読解文
----

よく頂く質問で、1回で治るかどうかといった質問があります。
はっきり申し上げると、1回で治るかどうかは鍼灸師にもわかりません。何故かというと、個人差があるからです。個人差は、症状、体質などによって左右されるため、額面通りの
「○○病」「○○症候群」「○○炎」といった病院で診断された名前や症状だけでは、鍼をして1回でどうなるかどうかとは何とも言えないのが現状です。
実は中には1回~数回で劇的に痛みがとれる場合や、歩行が改善されたりといったこともないわけではありませんが、全ての症例で同じような結果が起きるわけではないため、無責任に言い切ることができません。
通常、臨床研究などでは3カ月(12週間)、週2~4回などの鍼灸治療介入を行って、結果がどうであったかということをエンドポイント(効果判定)に設定しています。難治性の疾患の場合は、更に長い期間を設けて研究を行うケースもあります。直後効果などをエンドポイントにした基礎的な研究(単純に何が起こるかどうか)を除いて1回や数回の介入で結論を出すことはありません。
また、研究モデルは、前後比較モデル(治療前と後でどう変わったか)よりも、多群間比較モデル(治療をした場合としなかった場合で違いがあるか?違う治療方法との違いはあったか?)の方がよりベターな手法となります。前後比較では、経時的な回復(もしかしたら勝手に治った)といった要素も考えられるからです。
では比較して違いがあったということは、どういうことでしょうか?統計学的な手法に基づいて計算するわけですが、一般的な統計とは違います。数値の大小や見た目が似ているということではなく、明確に確率として数値を計算していきます。もし違う!と判定された場合は、効果ありとするわけです。

----

提供データ
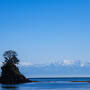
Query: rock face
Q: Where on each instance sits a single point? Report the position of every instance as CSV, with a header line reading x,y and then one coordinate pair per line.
x,y
11,75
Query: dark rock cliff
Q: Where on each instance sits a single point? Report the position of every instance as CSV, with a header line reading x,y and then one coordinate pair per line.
x,y
11,75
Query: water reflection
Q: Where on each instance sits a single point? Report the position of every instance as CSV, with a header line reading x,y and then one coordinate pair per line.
x,y
9,87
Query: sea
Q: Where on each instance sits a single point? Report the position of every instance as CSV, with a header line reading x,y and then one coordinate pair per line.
x,y
61,83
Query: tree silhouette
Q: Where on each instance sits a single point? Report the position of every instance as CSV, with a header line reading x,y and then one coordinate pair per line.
x,y
10,57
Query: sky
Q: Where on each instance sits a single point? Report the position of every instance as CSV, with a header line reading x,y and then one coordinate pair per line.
x,y
45,31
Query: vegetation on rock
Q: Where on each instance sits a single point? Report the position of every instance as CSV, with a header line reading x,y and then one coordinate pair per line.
x,y
10,73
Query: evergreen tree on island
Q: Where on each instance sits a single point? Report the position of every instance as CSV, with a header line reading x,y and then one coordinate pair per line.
x,y
10,73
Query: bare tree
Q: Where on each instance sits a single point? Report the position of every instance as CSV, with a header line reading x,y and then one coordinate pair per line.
x,y
10,57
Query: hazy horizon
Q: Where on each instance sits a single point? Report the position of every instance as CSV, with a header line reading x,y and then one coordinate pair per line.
x,y
45,31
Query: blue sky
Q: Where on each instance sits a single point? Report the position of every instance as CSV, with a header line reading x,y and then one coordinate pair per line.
x,y
44,31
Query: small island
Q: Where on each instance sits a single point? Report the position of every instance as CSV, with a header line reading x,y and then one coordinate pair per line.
x,y
10,73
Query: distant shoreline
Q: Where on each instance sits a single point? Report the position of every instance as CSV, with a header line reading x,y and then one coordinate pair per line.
x,y
55,77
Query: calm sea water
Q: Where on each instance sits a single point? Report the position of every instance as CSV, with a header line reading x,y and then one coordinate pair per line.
x,y
51,84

----

作業項目
鍼灸治療の効果判定について述べた文章を、最後の文の後から書き継いでください。

課題の回答
じつは統計学上で差があった場合でも、臨床では「良くなる人」と「変わらない人」「逆に悪くなった人」というのが存在します。しかし、「じゃあ全然効果ないじゃないか!!」と決めつけることはできません。なぜなら効果ありというのは、前述したように、統計学的に差があったということですので、治療介入すれば全員が治るという意味ではありません。言い方を変えると、「治療介入したほうが改善する可能性がある」という意味です。
現代では科学的根拠というのは、統計学に裏付けられた差です。そのため、「介入して治らなかったから科学的根拠がない」であったり、「1回でよくならなかったら効果がない」というわけではありません。
「科学的根拠に基づいた治療を行っても、絶対に治るわけではない。」「科学的根拠に基づいた治療を行っても、1回で治るわけではない。」ということになります。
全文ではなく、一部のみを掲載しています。